• _HOW TO COMPLETE THIS TASK_
The records follow. Retype them without a single change.

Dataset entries
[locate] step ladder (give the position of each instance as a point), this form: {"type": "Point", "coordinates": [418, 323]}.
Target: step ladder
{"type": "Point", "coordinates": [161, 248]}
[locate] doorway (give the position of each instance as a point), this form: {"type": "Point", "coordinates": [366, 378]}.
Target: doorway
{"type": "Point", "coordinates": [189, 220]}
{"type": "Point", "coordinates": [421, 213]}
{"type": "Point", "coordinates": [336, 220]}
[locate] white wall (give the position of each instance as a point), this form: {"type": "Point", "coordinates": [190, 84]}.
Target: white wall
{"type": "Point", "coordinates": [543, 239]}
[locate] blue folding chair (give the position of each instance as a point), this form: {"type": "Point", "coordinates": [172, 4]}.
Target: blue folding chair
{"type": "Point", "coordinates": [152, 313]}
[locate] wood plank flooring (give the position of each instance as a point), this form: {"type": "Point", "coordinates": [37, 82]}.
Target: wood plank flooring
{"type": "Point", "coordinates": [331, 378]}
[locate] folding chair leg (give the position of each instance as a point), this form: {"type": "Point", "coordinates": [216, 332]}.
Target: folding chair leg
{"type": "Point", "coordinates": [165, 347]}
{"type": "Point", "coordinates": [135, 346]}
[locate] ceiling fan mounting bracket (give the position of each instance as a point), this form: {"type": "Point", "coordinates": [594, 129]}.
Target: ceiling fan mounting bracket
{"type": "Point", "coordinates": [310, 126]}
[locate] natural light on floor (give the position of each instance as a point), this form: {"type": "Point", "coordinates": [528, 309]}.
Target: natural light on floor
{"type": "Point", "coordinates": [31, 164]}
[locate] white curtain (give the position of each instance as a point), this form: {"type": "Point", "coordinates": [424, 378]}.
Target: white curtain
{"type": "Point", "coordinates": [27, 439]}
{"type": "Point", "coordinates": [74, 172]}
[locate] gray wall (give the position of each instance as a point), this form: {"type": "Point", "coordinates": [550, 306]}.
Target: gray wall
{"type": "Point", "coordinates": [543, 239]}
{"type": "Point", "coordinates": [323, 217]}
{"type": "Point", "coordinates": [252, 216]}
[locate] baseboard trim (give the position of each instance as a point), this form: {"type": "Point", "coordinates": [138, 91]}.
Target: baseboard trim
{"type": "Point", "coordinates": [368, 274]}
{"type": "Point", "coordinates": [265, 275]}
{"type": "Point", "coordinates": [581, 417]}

• _RESPONSE FOR THIS EXERCISE_
[locate] step ladder (give the position of each instance as a point), this form: {"type": "Point", "coordinates": [418, 323]}.
Target: step ladder
{"type": "Point", "coordinates": [161, 248]}
[locate] doorway (give the position of each instance as a point), this form: {"type": "Point", "coordinates": [366, 378]}.
Target: doorway
{"type": "Point", "coordinates": [189, 220]}
{"type": "Point", "coordinates": [421, 213]}
{"type": "Point", "coordinates": [336, 220]}
[locate] white wall (give the position of each instance as a point), this form: {"type": "Point", "coordinates": [190, 84]}.
Target: white wall
{"type": "Point", "coordinates": [543, 239]}
[locate] blue folding chair (give the position of each instance as a point), this form: {"type": "Point", "coordinates": [172, 4]}.
Target: blue folding chair
{"type": "Point", "coordinates": [152, 313]}
[locate] wood plank flooring (give the position of each instance as a point), this form: {"type": "Point", "coordinates": [37, 82]}.
Target: wood plank flooring
{"type": "Point", "coordinates": [331, 378]}
[locate] folding chair leg (give the position of each instance as a point), this form: {"type": "Point", "coordinates": [216, 332]}.
Target: folding chair leg
{"type": "Point", "coordinates": [165, 347]}
{"type": "Point", "coordinates": [135, 346]}
[locate] ceiling fan mounting bracket (give the position of each instance as a point), this form: {"type": "Point", "coordinates": [594, 129]}.
Target: ceiling fan mounting bracket
{"type": "Point", "coordinates": [310, 126]}
[locate] natural light on floor (give the position of each instance as a point), this form: {"type": "Point", "coordinates": [528, 309]}.
Target: natural light on floor
{"type": "Point", "coordinates": [31, 164]}
[locate] white curtain (give the position of each instance as a point), this form: {"type": "Point", "coordinates": [424, 378]}.
Target: white curtain
{"type": "Point", "coordinates": [27, 439]}
{"type": "Point", "coordinates": [74, 172]}
[locate] gray wall (give the position of each instance as a point), this form: {"type": "Point", "coordinates": [550, 306]}.
Target: gray wall
{"type": "Point", "coordinates": [543, 239]}
{"type": "Point", "coordinates": [323, 217]}
{"type": "Point", "coordinates": [252, 216]}
[locate] baseboard trim (give the position of each instance as a point), this form: {"type": "Point", "coordinates": [138, 91]}.
Target: baseboard trim
{"type": "Point", "coordinates": [368, 274]}
{"type": "Point", "coordinates": [265, 275]}
{"type": "Point", "coordinates": [581, 417]}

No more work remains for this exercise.